Data records.
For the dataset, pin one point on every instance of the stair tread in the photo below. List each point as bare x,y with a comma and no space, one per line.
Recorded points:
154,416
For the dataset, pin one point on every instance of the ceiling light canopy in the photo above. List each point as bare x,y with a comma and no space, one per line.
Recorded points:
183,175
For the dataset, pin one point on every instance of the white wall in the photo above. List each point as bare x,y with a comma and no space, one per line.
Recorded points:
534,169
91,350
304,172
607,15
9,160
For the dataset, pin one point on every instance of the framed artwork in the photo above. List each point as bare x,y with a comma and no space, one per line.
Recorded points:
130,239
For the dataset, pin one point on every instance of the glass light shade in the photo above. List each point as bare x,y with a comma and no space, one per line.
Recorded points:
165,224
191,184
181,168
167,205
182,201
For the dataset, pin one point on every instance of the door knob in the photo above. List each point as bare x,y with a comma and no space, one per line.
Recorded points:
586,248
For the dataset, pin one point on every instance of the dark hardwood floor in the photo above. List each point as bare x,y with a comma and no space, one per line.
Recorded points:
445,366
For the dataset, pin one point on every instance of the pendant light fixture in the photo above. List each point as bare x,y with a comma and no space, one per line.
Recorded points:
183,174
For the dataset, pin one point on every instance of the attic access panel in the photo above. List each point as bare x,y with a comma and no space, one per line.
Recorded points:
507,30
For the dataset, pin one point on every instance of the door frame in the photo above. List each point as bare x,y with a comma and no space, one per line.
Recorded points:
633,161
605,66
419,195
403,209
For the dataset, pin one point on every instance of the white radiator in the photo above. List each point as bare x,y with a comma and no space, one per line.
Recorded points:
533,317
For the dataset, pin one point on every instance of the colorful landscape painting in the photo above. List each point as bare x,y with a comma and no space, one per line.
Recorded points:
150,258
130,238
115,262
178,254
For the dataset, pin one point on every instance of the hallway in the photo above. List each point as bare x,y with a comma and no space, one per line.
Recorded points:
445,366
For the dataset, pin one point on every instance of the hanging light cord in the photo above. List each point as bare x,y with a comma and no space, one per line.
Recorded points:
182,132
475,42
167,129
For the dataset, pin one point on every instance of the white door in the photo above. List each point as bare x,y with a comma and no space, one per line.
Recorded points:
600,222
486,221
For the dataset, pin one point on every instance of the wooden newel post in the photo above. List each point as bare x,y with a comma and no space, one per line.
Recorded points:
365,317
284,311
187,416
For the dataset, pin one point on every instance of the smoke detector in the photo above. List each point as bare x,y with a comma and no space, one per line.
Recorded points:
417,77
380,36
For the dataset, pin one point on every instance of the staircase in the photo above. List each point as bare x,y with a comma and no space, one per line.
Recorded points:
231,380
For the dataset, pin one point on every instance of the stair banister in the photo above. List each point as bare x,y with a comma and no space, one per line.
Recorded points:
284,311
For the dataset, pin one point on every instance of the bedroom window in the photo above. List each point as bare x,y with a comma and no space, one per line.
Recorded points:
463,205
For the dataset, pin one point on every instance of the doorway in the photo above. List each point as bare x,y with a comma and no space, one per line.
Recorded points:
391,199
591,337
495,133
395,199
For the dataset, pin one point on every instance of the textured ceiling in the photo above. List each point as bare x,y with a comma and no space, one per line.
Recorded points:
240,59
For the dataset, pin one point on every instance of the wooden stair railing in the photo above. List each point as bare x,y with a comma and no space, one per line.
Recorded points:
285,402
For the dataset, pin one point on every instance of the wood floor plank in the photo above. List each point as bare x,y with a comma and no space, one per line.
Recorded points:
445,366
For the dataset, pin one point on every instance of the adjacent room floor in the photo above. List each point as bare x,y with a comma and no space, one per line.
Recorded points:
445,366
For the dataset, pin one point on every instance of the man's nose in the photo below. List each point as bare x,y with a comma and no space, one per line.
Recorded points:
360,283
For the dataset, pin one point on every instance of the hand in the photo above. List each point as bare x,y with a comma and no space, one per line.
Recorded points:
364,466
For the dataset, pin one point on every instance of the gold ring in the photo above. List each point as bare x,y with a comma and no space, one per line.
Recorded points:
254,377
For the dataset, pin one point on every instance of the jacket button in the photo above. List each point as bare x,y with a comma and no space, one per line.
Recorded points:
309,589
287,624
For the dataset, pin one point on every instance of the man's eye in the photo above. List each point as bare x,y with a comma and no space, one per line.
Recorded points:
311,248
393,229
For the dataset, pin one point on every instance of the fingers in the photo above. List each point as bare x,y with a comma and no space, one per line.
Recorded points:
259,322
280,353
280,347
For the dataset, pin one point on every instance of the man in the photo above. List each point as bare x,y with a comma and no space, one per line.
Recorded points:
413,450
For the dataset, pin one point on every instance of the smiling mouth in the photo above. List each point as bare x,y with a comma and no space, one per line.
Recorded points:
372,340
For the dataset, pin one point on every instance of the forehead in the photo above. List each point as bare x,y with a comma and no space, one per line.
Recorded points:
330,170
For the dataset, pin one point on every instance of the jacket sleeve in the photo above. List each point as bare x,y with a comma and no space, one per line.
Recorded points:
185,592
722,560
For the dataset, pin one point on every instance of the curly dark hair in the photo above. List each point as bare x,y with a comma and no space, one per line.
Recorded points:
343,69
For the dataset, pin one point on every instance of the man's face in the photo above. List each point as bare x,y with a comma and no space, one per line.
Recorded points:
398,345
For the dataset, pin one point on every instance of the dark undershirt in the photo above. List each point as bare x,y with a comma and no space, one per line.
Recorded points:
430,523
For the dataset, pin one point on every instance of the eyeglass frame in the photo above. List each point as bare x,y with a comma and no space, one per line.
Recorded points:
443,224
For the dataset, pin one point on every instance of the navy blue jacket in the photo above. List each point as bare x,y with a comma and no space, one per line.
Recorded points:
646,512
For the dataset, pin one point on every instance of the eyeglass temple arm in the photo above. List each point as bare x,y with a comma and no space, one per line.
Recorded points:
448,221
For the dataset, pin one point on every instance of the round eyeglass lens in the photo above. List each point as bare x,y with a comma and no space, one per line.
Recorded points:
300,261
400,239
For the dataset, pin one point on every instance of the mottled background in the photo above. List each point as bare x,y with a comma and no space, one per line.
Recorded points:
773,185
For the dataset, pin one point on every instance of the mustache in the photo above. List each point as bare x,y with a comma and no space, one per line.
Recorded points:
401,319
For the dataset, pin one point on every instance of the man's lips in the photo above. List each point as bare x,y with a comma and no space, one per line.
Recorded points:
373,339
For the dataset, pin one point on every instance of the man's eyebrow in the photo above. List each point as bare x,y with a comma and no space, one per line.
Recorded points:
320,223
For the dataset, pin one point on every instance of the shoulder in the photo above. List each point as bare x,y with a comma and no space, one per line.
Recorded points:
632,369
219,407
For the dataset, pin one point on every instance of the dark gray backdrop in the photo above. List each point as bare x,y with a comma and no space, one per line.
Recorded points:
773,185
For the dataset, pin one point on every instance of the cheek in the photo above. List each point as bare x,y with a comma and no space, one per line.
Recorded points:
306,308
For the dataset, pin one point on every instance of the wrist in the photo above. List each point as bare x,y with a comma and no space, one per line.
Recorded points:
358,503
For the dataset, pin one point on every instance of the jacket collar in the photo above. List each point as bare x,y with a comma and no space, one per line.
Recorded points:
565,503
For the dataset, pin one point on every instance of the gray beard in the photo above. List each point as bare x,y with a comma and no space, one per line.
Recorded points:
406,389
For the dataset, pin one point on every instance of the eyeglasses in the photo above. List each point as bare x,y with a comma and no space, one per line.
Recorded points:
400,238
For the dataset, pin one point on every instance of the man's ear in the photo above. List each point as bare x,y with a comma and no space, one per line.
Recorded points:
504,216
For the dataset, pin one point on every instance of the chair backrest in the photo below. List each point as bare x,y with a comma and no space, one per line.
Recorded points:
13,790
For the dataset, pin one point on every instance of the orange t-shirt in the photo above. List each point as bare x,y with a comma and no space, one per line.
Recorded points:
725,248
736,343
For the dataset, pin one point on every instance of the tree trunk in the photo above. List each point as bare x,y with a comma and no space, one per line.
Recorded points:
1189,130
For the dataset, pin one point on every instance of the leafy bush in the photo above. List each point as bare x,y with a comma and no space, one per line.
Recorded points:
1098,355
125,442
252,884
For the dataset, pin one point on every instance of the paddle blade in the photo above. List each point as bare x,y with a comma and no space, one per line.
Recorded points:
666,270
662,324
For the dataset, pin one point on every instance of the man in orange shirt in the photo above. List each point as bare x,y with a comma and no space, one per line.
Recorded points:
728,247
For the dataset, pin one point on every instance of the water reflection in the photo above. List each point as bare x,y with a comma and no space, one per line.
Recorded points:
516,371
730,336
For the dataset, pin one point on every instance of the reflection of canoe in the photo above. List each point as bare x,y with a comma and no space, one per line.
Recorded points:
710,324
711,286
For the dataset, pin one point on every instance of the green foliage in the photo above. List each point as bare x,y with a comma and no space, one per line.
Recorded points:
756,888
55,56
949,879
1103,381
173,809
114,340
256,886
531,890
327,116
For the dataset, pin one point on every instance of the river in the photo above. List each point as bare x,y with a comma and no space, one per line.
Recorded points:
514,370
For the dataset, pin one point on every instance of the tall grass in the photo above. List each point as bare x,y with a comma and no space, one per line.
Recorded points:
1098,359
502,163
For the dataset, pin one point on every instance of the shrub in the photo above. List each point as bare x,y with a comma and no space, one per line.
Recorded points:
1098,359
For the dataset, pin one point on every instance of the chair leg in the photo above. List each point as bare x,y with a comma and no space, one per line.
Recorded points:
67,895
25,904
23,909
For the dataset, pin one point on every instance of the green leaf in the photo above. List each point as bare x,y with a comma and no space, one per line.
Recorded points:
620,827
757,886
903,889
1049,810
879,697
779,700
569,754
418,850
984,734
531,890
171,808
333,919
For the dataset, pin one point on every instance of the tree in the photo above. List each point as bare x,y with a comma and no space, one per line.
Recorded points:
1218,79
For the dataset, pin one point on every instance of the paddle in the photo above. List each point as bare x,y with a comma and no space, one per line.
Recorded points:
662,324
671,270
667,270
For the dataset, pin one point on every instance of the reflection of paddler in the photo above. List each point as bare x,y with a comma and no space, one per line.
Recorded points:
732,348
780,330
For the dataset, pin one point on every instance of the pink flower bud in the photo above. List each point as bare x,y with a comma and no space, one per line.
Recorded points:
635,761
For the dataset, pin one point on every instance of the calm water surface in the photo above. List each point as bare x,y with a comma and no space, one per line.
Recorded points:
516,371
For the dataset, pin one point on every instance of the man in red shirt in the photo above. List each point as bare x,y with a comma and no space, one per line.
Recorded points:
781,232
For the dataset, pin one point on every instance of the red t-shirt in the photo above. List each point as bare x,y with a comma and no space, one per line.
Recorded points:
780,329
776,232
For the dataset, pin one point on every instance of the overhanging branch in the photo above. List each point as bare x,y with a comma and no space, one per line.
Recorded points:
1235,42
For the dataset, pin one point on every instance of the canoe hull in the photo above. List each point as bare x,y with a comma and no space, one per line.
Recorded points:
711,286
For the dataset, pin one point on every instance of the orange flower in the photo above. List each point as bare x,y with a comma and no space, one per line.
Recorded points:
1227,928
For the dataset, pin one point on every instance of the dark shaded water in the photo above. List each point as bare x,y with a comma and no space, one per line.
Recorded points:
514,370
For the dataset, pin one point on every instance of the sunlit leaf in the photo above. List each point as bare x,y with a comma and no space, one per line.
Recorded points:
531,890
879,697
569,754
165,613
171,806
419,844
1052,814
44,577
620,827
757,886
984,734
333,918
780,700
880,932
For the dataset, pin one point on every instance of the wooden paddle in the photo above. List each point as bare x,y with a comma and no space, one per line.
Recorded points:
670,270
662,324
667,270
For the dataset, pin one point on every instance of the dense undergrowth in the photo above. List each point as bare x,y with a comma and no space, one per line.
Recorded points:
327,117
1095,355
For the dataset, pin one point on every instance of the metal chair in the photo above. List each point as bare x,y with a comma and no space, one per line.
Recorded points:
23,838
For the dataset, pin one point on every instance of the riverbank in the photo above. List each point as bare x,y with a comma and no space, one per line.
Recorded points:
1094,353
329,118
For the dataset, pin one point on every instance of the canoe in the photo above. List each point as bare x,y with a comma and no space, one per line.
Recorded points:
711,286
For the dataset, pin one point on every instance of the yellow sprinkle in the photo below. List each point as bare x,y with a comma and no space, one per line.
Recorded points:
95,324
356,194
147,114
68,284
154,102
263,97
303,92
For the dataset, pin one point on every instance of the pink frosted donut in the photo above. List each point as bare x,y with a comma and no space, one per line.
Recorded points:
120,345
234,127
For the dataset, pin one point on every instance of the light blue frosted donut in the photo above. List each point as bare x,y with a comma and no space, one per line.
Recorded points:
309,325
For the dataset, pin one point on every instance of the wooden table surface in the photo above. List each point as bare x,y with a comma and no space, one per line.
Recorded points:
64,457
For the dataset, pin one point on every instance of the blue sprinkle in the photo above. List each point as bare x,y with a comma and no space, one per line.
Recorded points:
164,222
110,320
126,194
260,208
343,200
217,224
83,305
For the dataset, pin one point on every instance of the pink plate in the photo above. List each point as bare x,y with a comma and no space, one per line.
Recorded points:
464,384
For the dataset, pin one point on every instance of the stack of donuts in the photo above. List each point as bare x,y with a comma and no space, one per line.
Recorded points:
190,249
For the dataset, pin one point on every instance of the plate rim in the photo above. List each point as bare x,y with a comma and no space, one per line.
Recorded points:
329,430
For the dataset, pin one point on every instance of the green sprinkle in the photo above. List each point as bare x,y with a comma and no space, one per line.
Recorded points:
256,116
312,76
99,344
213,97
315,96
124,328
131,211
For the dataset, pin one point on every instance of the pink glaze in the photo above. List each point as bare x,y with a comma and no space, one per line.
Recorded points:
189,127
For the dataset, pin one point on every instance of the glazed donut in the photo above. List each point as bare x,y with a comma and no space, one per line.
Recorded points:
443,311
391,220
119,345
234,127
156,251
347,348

Your objective. The line containing "of the blue" and every line after it, through the end of the records, should be repeated exactly and alone.

Result below.
For the dataset, pin one point on every instance of the blue sprinkle in the photo above. List each point as bare x,y with a comma and no space, one per line.
Recorded points:
164,222
110,320
126,194
260,208
343,200
217,224
83,305
For the dataset, pin one point on every instance of the pink plate in the photo above. List each point as bare x,y with a comma and no space, one per line.
Recorded points:
464,384
For the dataset, pin one point on every instance of the stack of donuts in the photo above. List each point as bare x,y with a comma and no space, one per line.
Recorded points:
190,249
For the dataset, pin one point on every instance of the plate rim in the photo above. List each point as bare x,y with a comma and no space, one per line.
Recorded points:
329,430
For the dataset, pin one point on every instance of the green sprinkle in the photo above. List each point as bare x,y with a comma and no space, one per line.
Recorded points:
256,116
312,76
99,344
213,97
315,96
124,328
131,211
For the dataset, pin one point on every instance of the pink glaze in the photo above. List each point as bare x,y with a comma and no space, one per line.
Recorded points:
189,127
For the dataset, pin one point on every instance of the glazed donut in the photo above. List each point as bare x,y with a comma and no space, one per line.
Recorded points:
443,311
391,220
119,345
234,127
156,251
347,348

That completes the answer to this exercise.